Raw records
- - -

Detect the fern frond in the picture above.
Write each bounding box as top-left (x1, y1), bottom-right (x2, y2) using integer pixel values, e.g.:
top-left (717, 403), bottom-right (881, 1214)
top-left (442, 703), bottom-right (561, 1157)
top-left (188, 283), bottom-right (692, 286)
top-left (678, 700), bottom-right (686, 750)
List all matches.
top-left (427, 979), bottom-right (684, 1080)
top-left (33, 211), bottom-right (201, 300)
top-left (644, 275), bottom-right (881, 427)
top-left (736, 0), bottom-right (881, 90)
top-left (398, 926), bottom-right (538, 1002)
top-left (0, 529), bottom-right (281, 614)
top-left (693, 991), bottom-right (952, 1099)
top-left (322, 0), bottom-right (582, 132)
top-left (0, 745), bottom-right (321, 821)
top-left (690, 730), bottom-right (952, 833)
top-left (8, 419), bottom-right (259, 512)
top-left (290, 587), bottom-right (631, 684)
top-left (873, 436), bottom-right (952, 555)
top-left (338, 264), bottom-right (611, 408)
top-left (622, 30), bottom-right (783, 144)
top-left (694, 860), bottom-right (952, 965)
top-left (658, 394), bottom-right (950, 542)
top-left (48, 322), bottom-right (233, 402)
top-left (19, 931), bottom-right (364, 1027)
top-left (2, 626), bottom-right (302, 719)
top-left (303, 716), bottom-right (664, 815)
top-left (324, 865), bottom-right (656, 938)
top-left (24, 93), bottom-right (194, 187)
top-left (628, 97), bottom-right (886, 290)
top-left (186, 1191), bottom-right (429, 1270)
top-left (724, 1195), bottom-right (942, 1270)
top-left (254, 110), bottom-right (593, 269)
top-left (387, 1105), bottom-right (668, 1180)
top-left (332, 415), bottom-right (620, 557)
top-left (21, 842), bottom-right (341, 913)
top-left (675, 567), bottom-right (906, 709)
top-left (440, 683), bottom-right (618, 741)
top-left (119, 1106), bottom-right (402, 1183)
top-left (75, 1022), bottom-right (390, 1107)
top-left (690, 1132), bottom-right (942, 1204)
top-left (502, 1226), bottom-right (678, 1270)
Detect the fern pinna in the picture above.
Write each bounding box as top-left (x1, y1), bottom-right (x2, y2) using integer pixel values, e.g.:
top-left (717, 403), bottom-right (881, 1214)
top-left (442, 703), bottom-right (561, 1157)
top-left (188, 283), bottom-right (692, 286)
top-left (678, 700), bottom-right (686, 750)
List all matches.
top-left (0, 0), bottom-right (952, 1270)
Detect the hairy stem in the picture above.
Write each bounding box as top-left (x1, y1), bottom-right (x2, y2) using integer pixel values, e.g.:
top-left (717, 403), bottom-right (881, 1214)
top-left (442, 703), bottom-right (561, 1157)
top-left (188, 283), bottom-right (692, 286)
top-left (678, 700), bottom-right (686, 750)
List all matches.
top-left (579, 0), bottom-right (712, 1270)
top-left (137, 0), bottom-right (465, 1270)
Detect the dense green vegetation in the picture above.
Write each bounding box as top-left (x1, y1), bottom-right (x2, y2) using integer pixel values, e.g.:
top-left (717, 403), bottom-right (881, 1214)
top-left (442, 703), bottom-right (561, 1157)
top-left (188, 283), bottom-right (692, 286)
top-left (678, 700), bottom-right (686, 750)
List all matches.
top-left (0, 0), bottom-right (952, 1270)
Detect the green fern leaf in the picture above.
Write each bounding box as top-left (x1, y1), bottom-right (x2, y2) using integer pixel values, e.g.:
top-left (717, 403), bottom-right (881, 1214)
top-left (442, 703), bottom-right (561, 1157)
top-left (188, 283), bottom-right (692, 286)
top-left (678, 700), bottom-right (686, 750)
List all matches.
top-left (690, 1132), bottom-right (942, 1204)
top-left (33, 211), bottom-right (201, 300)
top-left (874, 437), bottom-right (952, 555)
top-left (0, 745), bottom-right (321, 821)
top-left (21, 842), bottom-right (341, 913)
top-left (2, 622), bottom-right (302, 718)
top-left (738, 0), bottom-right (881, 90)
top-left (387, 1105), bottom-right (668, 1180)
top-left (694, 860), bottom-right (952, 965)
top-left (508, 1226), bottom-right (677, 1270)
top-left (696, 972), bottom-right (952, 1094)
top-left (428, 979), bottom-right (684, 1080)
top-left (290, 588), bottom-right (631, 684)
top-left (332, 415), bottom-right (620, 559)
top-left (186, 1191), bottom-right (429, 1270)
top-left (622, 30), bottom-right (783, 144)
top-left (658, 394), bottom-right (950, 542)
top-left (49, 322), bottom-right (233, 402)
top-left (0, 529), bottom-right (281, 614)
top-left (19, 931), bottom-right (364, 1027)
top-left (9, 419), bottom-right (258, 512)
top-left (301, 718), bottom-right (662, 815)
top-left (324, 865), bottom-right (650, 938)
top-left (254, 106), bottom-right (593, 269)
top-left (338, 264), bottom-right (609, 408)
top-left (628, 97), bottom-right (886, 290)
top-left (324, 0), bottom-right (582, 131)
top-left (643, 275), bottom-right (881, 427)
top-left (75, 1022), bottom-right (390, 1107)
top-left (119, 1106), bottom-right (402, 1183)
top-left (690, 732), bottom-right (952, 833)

- - -

The request
Write out the full listing exactly as given.

Exercise result
Detect the fern frond in the picture above.
Write each bounding box as top-left (x1, y1), bottom-right (x2, y2) using integer pixel values, e.g.:
top-left (717, 403), bottom-right (881, 1214)
top-left (442, 703), bottom-right (561, 1157)
top-left (188, 283), bottom-right (692, 286)
top-left (678, 700), bottom-right (686, 750)
List all matches.
top-left (427, 979), bottom-right (684, 1080)
top-left (33, 211), bottom-right (201, 300)
top-left (644, 275), bottom-right (881, 427)
top-left (736, 0), bottom-right (881, 90)
top-left (398, 926), bottom-right (538, 1002)
top-left (0, 529), bottom-right (281, 614)
top-left (693, 991), bottom-right (952, 1099)
top-left (322, 0), bottom-right (582, 132)
top-left (0, 745), bottom-right (321, 821)
top-left (690, 730), bottom-right (952, 833)
top-left (8, 419), bottom-right (259, 512)
top-left (290, 587), bottom-right (631, 684)
top-left (873, 436), bottom-right (952, 555)
top-left (338, 264), bottom-right (611, 408)
top-left (622, 30), bottom-right (783, 144)
top-left (694, 860), bottom-right (952, 965)
top-left (658, 394), bottom-right (950, 542)
top-left (48, 322), bottom-right (233, 402)
top-left (19, 931), bottom-right (364, 1027)
top-left (2, 626), bottom-right (302, 719)
top-left (303, 716), bottom-right (664, 815)
top-left (324, 865), bottom-right (656, 938)
top-left (24, 93), bottom-right (194, 187)
top-left (628, 97), bottom-right (886, 290)
top-left (186, 1191), bottom-right (429, 1270)
top-left (724, 1195), bottom-right (942, 1270)
top-left (254, 110), bottom-right (593, 269)
top-left (387, 1105), bottom-right (668, 1180)
top-left (332, 415), bottom-right (620, 557)
top-left (21, 842), bottom-right (341, 913)
top-left (675, 567), bottom-right (906, 709)
top-left (440, 683), bottom-right (618, 741)
top-left (119, 1106), bottom-right (402, 1183)
top-left (75, 1022), bottom-right (390, 1107)
top-left (690, 1132), bottom-right (942, 1204)
top-left (502, 1226), bottom-right (678, 1270)
Detect the fern pinna in the picture above.
Write each bounding box as top-left (x1, y1), bottom-right (x2, y2) using integer pixel values, e.g.:
top-left (717, 403), bottom-right (881, 1214)
top-left (442, 703), bottom-right (561, 1157)
top-left (188, 283), bottom-right (692, 286)
top-left (678, 700), bottom-right (686, 750)
List all matches.
top-left (0, 0), bottom-right (952, 1270)
Detect the hairy stem in the picture above.
Write each bounding box as top-left (x1, y1), bottom-right (x2, y2) using integer pixel values, e.g.:
top-left (717, 403), bottom-right (881, 1214)
top-left (442, 703), bottom-right (561, 1157)
top-left (188, 283), bottom-right (692, 286)
top-left (678, 700), bottom-right (686, 750)
List all matches.
top-left (579, 0), bottom-right (712, 1270)
top-left (137, 0), bottom-right (465, 1270)
Detect the dense green vegetation in the picture above.
Write each bounding box as top-left (x1, y1), bottom-right (x2, y2) using integer pixel values, e.g.:
top-left (717, 403), bottom-right (881, 1214)
top-left (442, 703), bottom-right (561, 1157)
top-left (188, 283), bottom-right (692, 286)
top-left (678, 700), bottom-right (686, 750)
List all matches.
top-left (0, 0), bottom-right (952, 1270)
Detect the green fern leaf in the picture above.
Write each bounding box as top-left (x1, y1), bottom-right (x2, y2) using integer pixel values, e.g.:
top-left (717, 403), bottom-right (881, 1214)
top-left (442, 703), bottom-right (561, 1157)
top-left (188, 283), bottom-right (692, 286)
top-left (678, 700), bottom-right (686, 750)
List all matches.
top-left (690, 1132), bottom-right (942, 1204)
top-left (33, 211), bottom-right (201, 300)
top-left (874, 437), bottom-right (952, 555)
top-left (0, 745), bottom-right (321, 821)
top-left (21, 842), bottom-right (341, 913)
top-left (2, 622), bottom-right (302, 718)
top-left (738, 0), bottom-right (881, 90)
top-left (387, 1105), bottom-right (668, 1180)
top-left (694, 860), bottom-right (952, 965)
top-left (508, 1226), bottom-right (677, 1270)
top-left (696, 972), bottom-right (952, 1094)
top-left (428, 979), bottom-right (684, 1080)
top-left (290, 588), bottom-right (631, 684)
top-left (332, 415), bottom-right (620, 559)
top-left (186, 1191), bottom-right (429, 1270)
top-left (622, 30), bottom-right (783, 144)
top-left (658, 394), bottom-right (950, 542)
top-left (49, 322), bottom-right (233, 402)
top-left (0, 529), bottom-right (281, 614)
top-left (19, 931), bottom-right (364, 1027)
top-left (9, 419), bottom-right (258, 512)
top-left (301, 718), bottom-right (662, 815)
top-left (324, 865), bottom-right (650, 938)
top-left (254, 106), bottom-right (593, 269)
top-left (338, 264), bottom-right (609, 408)
top-left (628, 97), bottom-right (886, 290)
top-left (324, 0), bottom-right (582, 131)
top-left (643, 275), bottom-right (881, 427)
top-left (75, 1022), bottom-right (390, 1107)
top-left (119, 1106), bottom-right (402, 1183)
top-left (690, 732), bottom-right (952, 833)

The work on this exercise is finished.